_The records_.
Segment Open

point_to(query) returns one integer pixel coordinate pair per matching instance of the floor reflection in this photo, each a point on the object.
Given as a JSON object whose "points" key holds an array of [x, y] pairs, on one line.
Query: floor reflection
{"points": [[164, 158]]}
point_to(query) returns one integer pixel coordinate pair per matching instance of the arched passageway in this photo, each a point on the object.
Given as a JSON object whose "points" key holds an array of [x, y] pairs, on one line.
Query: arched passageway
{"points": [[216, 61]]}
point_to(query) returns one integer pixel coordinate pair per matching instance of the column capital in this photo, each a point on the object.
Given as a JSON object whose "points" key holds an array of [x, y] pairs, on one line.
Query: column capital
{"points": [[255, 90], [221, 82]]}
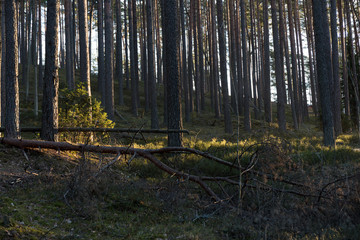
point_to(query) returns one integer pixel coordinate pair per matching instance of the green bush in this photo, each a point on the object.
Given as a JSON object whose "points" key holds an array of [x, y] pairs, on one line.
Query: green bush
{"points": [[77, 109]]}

Segment Closed
Segment Open

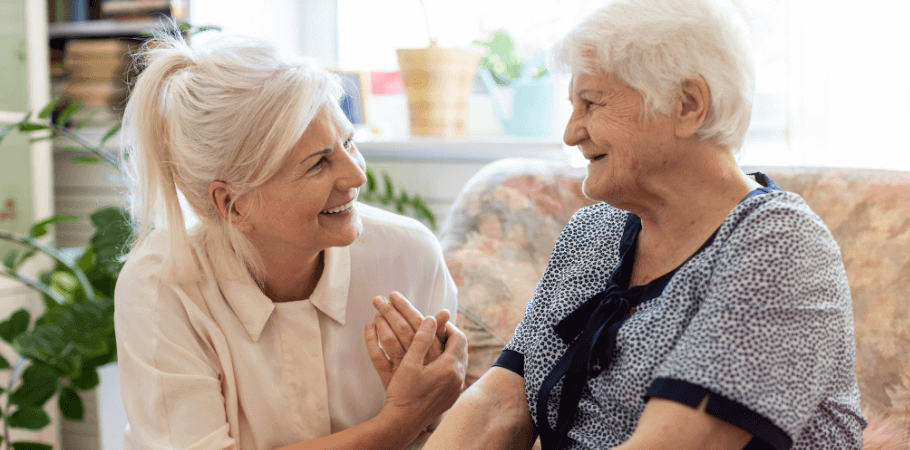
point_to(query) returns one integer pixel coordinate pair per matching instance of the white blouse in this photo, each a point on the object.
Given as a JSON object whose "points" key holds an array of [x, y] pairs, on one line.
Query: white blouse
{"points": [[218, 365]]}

Segment Closed
Segment Open

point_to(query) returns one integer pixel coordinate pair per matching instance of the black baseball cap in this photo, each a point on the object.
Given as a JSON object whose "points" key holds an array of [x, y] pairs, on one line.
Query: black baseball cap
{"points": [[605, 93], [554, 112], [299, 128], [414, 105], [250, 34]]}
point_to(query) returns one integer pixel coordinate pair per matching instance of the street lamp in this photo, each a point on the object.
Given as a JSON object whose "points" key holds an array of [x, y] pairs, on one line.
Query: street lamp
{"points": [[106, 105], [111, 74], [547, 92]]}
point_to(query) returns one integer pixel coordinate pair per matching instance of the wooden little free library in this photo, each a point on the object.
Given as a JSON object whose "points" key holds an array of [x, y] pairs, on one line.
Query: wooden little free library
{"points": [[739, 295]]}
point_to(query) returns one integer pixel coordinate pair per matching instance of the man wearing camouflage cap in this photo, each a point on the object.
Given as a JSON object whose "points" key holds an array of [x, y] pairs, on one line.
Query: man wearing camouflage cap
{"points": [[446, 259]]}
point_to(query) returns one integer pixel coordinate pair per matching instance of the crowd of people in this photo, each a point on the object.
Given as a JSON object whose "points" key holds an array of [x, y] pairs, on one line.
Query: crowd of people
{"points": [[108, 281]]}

Segment Closed

_What the task asks_.
Your answer must be one number: how many lines of the data contain "integer".

_Solution for this problem_.
10